Stored data entries:
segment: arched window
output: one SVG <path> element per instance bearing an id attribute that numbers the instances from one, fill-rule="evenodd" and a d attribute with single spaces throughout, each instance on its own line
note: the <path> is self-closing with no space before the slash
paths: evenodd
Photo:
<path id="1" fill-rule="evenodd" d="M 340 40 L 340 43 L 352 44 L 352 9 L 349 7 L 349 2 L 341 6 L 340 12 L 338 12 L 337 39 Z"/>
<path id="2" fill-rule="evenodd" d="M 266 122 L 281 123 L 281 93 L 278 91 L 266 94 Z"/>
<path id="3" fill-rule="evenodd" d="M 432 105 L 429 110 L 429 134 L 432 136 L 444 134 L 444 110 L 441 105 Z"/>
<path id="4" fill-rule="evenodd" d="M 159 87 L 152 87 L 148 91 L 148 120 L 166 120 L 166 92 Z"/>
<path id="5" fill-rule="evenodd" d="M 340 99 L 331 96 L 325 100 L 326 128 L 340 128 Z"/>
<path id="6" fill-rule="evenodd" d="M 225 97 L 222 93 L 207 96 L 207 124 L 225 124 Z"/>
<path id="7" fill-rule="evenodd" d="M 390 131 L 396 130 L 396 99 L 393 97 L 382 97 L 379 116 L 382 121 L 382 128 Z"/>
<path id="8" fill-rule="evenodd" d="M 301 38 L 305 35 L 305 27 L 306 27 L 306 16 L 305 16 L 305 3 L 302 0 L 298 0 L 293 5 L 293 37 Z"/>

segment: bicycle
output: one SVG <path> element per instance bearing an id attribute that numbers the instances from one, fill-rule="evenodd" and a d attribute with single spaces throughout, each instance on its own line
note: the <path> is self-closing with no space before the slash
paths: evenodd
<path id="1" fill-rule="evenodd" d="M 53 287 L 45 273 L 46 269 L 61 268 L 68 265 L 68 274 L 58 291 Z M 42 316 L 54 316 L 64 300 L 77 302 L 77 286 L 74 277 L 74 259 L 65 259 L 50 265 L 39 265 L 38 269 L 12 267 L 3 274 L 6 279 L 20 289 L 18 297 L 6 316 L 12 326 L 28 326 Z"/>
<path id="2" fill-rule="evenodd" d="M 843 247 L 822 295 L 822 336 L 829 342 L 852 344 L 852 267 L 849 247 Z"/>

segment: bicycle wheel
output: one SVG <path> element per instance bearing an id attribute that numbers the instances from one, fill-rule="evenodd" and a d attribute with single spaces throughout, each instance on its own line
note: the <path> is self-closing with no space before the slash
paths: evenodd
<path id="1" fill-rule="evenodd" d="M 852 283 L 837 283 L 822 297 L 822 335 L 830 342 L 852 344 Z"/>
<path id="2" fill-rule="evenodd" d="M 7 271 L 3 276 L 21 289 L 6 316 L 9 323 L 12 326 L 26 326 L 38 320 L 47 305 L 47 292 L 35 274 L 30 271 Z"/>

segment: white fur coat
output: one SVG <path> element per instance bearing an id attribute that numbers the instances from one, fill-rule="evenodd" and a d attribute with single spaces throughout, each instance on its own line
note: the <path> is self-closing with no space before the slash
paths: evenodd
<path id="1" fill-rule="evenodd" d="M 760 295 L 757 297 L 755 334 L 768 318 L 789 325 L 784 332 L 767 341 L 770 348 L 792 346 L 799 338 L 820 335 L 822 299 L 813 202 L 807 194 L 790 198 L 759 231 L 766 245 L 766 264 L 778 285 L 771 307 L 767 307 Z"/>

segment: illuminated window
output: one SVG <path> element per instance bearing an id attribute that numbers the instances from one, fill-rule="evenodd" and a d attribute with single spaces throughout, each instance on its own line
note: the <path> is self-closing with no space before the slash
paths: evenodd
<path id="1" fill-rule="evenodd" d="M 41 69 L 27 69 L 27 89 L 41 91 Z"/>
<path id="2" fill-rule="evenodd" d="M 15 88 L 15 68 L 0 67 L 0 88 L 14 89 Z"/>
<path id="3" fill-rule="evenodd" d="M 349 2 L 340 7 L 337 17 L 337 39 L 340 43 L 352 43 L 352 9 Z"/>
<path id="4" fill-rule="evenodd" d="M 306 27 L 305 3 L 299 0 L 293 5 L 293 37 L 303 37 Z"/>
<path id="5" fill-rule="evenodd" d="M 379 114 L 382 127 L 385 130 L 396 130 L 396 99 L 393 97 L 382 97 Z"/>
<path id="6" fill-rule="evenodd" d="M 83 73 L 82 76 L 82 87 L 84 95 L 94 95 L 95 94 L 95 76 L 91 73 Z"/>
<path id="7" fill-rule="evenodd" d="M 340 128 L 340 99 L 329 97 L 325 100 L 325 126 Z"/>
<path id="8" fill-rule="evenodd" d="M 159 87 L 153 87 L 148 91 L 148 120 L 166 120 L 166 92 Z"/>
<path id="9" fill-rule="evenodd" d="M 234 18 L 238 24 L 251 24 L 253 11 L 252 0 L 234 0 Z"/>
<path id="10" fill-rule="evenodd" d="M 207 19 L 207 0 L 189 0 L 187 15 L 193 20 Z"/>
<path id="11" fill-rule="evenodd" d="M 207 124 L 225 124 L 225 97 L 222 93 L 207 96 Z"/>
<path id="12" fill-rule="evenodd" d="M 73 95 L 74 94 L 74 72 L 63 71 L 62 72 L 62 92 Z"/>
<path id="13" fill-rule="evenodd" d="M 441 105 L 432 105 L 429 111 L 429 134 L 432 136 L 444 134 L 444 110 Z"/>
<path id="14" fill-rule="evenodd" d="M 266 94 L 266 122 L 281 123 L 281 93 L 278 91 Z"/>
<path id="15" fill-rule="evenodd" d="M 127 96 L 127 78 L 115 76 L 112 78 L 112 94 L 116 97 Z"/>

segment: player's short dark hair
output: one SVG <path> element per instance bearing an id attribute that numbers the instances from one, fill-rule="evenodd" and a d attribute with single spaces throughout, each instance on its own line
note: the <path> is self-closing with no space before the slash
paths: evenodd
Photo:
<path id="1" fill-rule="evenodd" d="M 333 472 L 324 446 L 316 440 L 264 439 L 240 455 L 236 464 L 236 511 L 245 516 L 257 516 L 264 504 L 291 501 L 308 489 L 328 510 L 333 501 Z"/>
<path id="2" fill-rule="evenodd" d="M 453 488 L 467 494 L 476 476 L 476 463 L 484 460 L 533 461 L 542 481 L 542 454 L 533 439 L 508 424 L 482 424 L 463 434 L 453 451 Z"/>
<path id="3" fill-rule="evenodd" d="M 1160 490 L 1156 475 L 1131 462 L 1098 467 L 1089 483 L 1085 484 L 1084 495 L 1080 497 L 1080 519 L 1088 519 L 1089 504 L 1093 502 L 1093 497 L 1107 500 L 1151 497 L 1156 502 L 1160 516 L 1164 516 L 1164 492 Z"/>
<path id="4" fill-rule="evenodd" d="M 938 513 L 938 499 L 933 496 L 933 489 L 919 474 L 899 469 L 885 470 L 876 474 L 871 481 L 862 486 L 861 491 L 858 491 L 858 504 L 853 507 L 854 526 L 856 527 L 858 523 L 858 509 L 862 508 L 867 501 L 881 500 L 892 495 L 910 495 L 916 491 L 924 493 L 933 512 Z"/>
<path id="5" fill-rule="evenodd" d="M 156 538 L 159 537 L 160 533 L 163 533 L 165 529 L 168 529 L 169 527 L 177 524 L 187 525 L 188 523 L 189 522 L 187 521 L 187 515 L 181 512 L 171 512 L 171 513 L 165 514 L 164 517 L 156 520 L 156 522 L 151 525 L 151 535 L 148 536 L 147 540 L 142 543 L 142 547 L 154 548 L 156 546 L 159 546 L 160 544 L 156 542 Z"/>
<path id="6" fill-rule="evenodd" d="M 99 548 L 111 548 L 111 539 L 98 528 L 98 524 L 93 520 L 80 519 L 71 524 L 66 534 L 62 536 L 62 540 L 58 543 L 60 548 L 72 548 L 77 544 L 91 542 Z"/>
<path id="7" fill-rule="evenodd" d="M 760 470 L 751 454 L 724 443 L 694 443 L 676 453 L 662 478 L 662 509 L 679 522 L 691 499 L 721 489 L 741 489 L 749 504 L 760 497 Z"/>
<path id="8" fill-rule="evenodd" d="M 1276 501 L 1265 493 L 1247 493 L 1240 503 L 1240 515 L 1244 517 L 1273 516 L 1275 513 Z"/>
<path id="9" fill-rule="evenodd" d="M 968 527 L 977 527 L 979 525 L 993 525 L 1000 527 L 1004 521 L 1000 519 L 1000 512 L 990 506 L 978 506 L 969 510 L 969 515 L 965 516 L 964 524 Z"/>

§ **Problem**
From the entries above, print the lines beginning at the one with "segment: bicycle wheel" and stopping after the one with "segment: white fur coat", exactly as written and with nothing else.

§ **Answer area**
segment: bicycle wheel
output: one SVG <path> element per instance bearing an id attribute that numbers the instances from one, fill-rule="evenodd" and a d attribute with single spaces throughout, each instance on its own line
note: the <path> is self-closing with no space before the slash
paths: evenodd
<path id="1" fill-rule="evenodd" d="M 852 283 L 837 283 L 822 297 L 822 335 L 830 342 L 852 344 Z"/>
<path id="2" fill-rule="evenodd" d="M 7 271 L 3 276 L 21 289 L 6 316 L 9 323 L 12 326 L 26 326 L 38 320 L 47 305 L 47 292 L 35 274 L 30 271 Z"/>

segment: white fur coat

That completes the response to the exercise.